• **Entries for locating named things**

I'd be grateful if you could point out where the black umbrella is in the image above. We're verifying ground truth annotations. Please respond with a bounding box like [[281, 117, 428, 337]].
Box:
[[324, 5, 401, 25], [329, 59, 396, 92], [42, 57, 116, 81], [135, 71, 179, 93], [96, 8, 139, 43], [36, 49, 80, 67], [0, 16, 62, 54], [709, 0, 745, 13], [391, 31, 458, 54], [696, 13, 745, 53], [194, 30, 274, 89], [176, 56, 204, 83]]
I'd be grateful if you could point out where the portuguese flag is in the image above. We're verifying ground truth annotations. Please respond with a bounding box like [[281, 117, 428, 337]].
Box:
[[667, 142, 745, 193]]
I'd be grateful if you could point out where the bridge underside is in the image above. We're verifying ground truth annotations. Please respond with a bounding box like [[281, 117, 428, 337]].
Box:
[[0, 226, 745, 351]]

• **Instructions for the task**
Copy out all of the lines above word for word.

• **Response to the exercise**
I'd be grateful if you could point out where the black umbrella is in the image above. We're verifying ground truth annotations. Please respond with a bounding box like [[281, 117, 428, 337]].
Box:
[[324, 5, 401, 25], [329, 59, 396, 92], [42, 57, 116, 81], [135, 71, 179, 93], [96, 8, 139, 43], [36, 49, 80, 67], [0, 16, 62, 54], [709, 0, 745, 13], [391, 31, 458, 54], [696, 13, 745, 53], [194, 30, 274, 89], [176, 56, 204, 83]]
I'd be grateful if you could point out where the portuguese flag is in the image above. We're verifying ground truth annotations. Please respond with a bounding box like [[281, 117, 428, 337]].
Box:
[[667, 142, 745, 193]]
I'd be grateful if you could point out where the bridge underside is in the image above. We're verifying ground truth annotations. Please respond with a bounding box like [[281, 117, 428, 337]].
Box:
[[0, 226, 745, 351]]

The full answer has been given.